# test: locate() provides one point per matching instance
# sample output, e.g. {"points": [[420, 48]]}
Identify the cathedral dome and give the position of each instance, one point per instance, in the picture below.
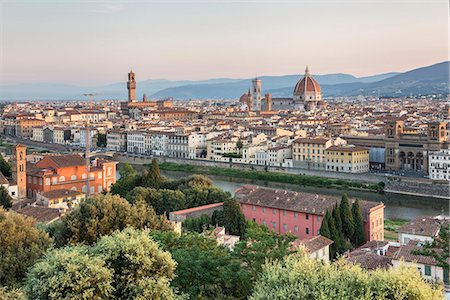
{"points": [[306, 85]]}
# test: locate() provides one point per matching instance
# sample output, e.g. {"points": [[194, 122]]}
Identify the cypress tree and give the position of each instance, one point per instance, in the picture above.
{"points": [[358, 236], [153, 178], [324, 227], [335, 236], [5, 167], [348, 227]]}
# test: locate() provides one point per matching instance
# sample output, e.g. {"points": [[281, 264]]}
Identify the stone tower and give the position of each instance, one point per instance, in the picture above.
{"points": [[19, 170], [256, 94], [131, 85]]}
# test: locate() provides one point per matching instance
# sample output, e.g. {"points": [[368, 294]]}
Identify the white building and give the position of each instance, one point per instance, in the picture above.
{"points": [[136, 142], [439, 165], [116, 140]]}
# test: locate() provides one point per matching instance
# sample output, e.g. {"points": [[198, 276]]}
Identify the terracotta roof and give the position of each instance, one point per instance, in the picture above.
{"points": [[61, 193], [347, 148], [3, 179], [426, 226], [369, 260], [307, 84], [406, 253], [314, 243], [61, 161], [41, 214], [296, 201]]}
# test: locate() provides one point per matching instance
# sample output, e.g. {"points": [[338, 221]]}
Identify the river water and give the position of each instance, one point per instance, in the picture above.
{"points": [[397, 206]]}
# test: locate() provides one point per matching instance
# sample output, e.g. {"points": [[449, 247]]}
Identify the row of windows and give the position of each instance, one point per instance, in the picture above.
{"points": [[63, 178]]}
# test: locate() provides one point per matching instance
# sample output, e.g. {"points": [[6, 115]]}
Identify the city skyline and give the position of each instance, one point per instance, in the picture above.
{"points": [[94, 43]]}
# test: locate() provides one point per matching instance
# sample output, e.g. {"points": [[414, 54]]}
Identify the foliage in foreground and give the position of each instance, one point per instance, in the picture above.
{"points": [[299, 277], [101, 215], [124, 265], [21, 244]]}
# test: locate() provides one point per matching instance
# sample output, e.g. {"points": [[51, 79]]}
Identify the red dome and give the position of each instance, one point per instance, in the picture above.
{"points": [[243, 98], [307, 84]]}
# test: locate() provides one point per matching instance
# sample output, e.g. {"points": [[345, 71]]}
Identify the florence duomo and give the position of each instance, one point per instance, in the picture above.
{"points": [[307, 97]]}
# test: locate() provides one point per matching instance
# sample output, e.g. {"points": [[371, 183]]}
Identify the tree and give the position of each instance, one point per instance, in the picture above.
{"points": [[70, 273], [5, 167], [22, 245], [261, 244], [205, 270], [358, 236], [231, 217], [128, 180], [300, 277], [348, 227], [104, 214], [101, 140], [324, 227], [197, 224], [5, 198], [153, 178], [140, 269]]}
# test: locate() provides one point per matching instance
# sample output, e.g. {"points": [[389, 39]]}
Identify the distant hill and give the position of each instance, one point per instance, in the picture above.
{"points": [[432, 79]]}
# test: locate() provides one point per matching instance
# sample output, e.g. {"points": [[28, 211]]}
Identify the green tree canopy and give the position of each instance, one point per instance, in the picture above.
{"points": [[231, 217], [5, 198], [21, 245], [299, 277], [128, 180], [152, 178], [205, 270], [358, 236], [101, 215], [70, 273], [261, 244], [348, 227], [5, 167], [140, 269]]}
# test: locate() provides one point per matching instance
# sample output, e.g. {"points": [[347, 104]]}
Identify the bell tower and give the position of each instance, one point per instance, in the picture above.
{"points": [[131, 85], [19, 170]]}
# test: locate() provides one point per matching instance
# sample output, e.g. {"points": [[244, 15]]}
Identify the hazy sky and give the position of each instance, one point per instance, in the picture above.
{"points": [[96, 42]]}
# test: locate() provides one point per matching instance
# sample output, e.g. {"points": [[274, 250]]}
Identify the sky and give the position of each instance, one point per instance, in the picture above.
{"points": [[97, 42]]}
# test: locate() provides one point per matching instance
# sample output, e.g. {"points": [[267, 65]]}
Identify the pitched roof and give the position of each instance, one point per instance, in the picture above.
{"points": [[61, 161], [40, 213], [369, 260], [314, 243], [295, 201], [406, 253], [426, 226]]}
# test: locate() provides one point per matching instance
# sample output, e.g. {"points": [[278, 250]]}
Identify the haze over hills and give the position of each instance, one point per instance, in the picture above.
{"points": [[432, 79]]}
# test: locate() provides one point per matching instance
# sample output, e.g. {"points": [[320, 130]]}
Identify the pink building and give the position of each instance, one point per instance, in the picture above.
{"points": [[301, 213]]}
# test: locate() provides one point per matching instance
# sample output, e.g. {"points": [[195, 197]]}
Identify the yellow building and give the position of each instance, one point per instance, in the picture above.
{"points": [[310, 152], [347, 158]]}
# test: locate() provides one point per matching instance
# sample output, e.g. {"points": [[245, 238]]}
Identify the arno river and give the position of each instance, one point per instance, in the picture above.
{"points": [[397, 206]]}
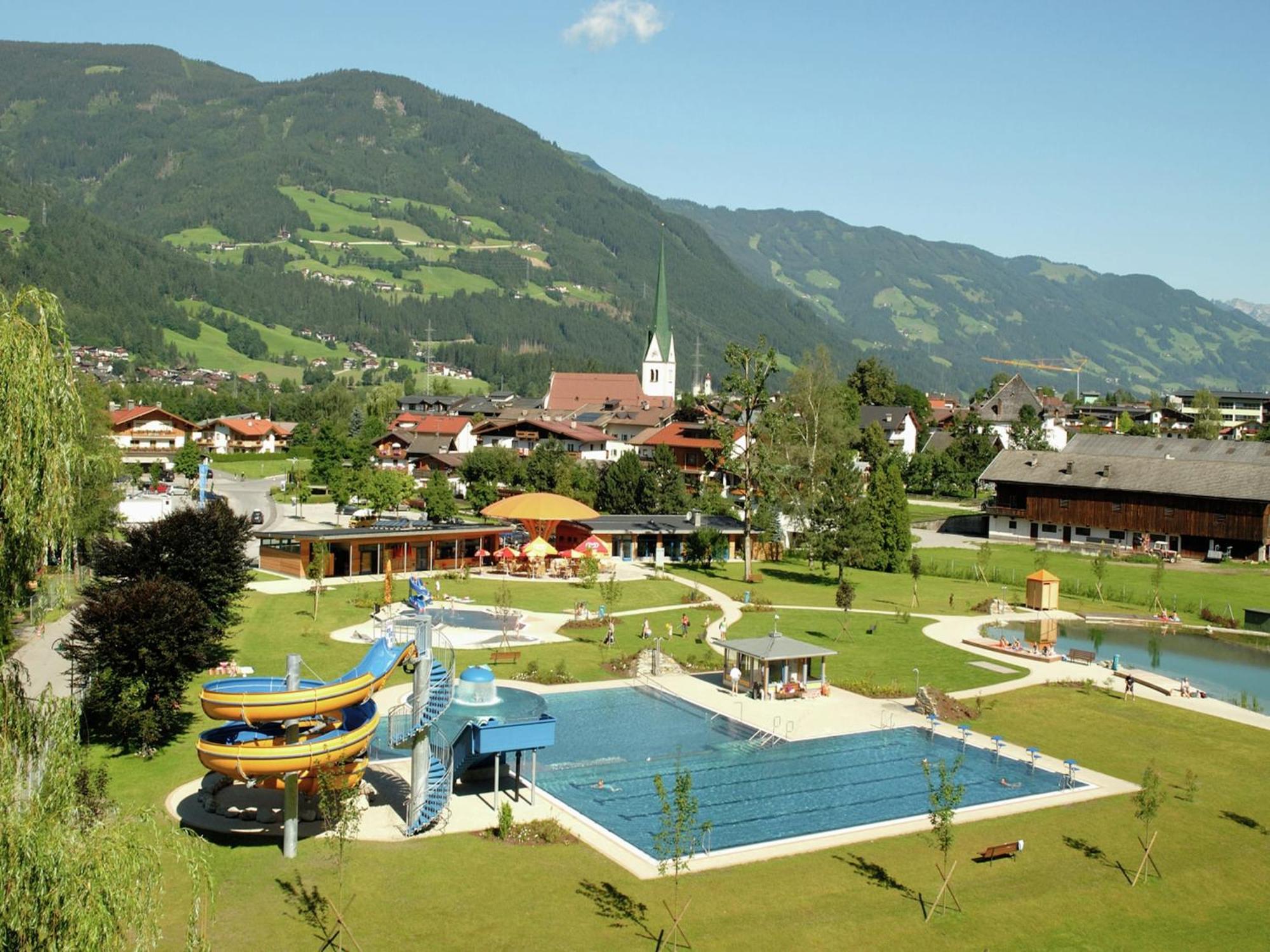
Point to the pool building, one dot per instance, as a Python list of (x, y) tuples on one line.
[(774, 664)]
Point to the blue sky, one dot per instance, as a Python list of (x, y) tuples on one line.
[(1125, 136)]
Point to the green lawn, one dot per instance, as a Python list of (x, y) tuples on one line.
[(1066, 890), (881, 663)]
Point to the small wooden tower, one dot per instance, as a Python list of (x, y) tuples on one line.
[(1042, 591)]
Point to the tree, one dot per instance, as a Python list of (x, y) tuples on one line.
[(662, 489), (891, 507), (944, 797), (79, 873), (747, 383), (440, 498), (874, 383), (1208, 417), (1028, 431), (915, 572), (678, 840), (620, 486), (1146, 808), (204, 549), (700, 546), (134, 648), (317, 569), (187, 460)]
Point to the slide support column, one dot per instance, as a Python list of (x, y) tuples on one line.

_Problem to work on_:
Extract the full listing above verbatim; pictures are to be left out of the copy.

_Reply_:
# test: locate() provides one point per matching instance
# sample output, e.g. {"points": [[420, 48]]}
Identify the cathedral dome and give the position of each instance, one point per instance, in the picture below.
{"points": [[306, 85]]}
# test: locate() provides one point per matching instance
# sample output, e.g. {"points": [[194, 122]]}
Identify the cypress tree and give the position of each instance, one point per instance, in the picture above.
{"points": [[358, 236], [153, 178], [324, 227], [335, 236], [5, 167], [348, 227]]}
# test: locate() provides one point per matching instance
# sample output, e.g. {"points": [[281, 264]]}
Identify the stone tower and give the position of each instance, one point per instance, in the picture above.
{"points": [[19, 170], [256, 94], [131, 85]]}
# test: locate() provides one point per matching instance
# sample output, e.g. {"points": [[368, 294]]}
Identify the white building and give the position of each instance, one point per instance, in the picture above.
{"points": [[136, 142], [439, 165], [116, 140]]}
# test: locate() provides one point per matching instance
# sample output, e.g. {"points": [[198, 276]]}
Identify the terracotta roof and give the position of each instance, one point per instance, in the picture above.
{"points": [[61, 193], [347, 148], [3, 179], [426, 226], [369, 260], [307, 84], [406, 253], [314, 243], [61, 161], [41, 214], [296, 201]]}
# test: locate() provides one point per matching instance
# sample output, e.g. {"points": [[338, 221]]}
Identify the river water and give the position of each instance, one point per instance, in the picture above.
{"points": [[397, 206]]}
# test: locate() provides one point per matching instance
# sample output, e.g. {"points": [[449, 247]]}
Identify the row of windows and give the position of each instance, one point per instance, in the picture above.
{"points": [[63, 178]]}
# test: locate() provides one point per matching instance
# sample output, e.g. {"points": [[6, 115]]}
Identify the city skyline and give the position of each instance, one point per instance, in the picture above.
{"points": [[94, 43]]}
# test: locate() provides one point per matching instance
# sample output, e.g. {"points": [[414, 54]]}
Identify the foliage in foreground and give the position of each instance, one point per instance, in the picture above.
{"points": [[299, 277], [101, 215], [124, 265], [21, 244]]}
# test: locate() provides one point per matching instance
# sample output, e.g. {"points": [[51, 79]]}
Identify the red dome and give the position of each instance, one point per instance, in the picture above.
{"points": [[243, 98], [307, 84]]}
# test: locate() provides one point per matching instance
# sample output, e.g. {"points": [[345, 71]]}
Identify the florence duomo and give the position of each instance, one point per instance, in the picture above.
{"points": [[307, 97]]}
# test: locate() provides one point per matching instance
# sample output, e.g. {"points": [[371, 183]]}
Identify the tree and give the position of each instance, one point per instance, in the picture above.
{"points": [[70, 273], [5, 167], [22, 245], [261, 244], [205, 270], [358, 236], [231, 217], [128, 180], [300, 277], [348, 227], [104, 214], [101, 140], [324, 227], [197, 224], [5, 198], [153, 178], [140, 269]]}
# test: locate() provides one point per matching instance
# sample output, e.g. {"points": [[389, 39]]}
Identify the distant hill and give the position of each instance, one point per instance, in the picture above.
{"points": [[432, 79]]}
# test: locate() provides one point per matching instance
# sample output, e.g. {"points": [[28, 211]]}
Identify the green tree canopy and give the position of each instance, one point per instance, in the picture above.
{"points": [[231, 217], [5, 198], [21, 245], [299, 277], [128, 180], [152, 178], [205, 270], [358, 236], [101, 215], [70, 273], [261, 244], [348, 227], [5, 167], [140, 269]]}
# test: locate() provides one point per matching instance
# sample output, e.g. {"points": [[347, 104]]}
Identify the bell tower and give the position of each instance, one point per instance, in the picture above.
{"points": [[131, 85], [19, 170]]}
# test: locate() provides one point per matching instance
# sample output, e.g. {"points": [[244, 15]]}
Identify the hazy sky and give the position of each instance, one point per instance, in the picture above.
{"points": [[96, 42]]}
# test: locate() provides one point per matching instance
# sample output, e.g. {"points": [[274, 250]]}
Identify the sky and give the position of each instance, one point per instance, in the picture above.
{"points": [[97, 42]]}
# test: locate() provides one point per matching instance
# sample output, e.g. {"points": [[267, 65]]}
Identify the pitched roof and give the position of each instance, one point per instance, in the picture above.
{"points": [[61, 161], [40, 213], [369, 260], [314, 243], [295, 201], [406, 253], [426, 226]]}
# test: locate() provides one point per matching instance
# sample output, e.g. {"points": [[278, 250]]}
Identify the haze over hills and give the position of each instance, one point per instance, in the picture above.
{"points": [[432, 79]]}
# test: locate() provides one point per matching instance
# sample output, e.g. {"points": [[320, 130]]}
Identify the pink building and give the position of each instance, one point per instance, in the picture above.
{"points": [[301, 213]]}
# test: locate() provides one point per matching instance
# sample output, e.g. {"points": [[195, 197]]}
Identify the yellow building and give the position of each instance, one point per instance, in the picture above.
{"points": [[310, 152], [347, 158]]}
# test: locate() provides one point per matching instance
# sample output, e.g. {"points": [[245, 238]]}
Identify the arno river and give the position of each instance, one point per instance, in the picture above.
{"points": [[397, 206]]}
Point to the pool building, one dot per instance, as a Python list of (x, y) tuples on one line.
[(774, 664)]
Point to the blue sky, one dot per instance, as a Python list of (x, y) tuples on one line.
[(1125, 136)]
Point to the green lawn, one dot per instance, as a Python list of (x, y) tuples on one line.
[(1066, 890), (881, 663)]
Point to the small wooden tower, one dot per instance, as a Python list of (x, y) tuples on one line.
[(1042, 591)]
Point to the tree, one dot per instance, as a Python list of (x, y) tuples on one line.
[(662, 489), (891, 507), (944, 797), (79, 873), (747, 383), (440, 498), (874, 383), (1208, 417), (1028, 431), (915, 572), (678, 840), (620, 486), (1146, 808), (204, 549), (700, 546), (134, 648), (317, 569), (187, 460)]
Point to the slide support column, one dot per instance, as a Python list of (x, y) tuples on one line.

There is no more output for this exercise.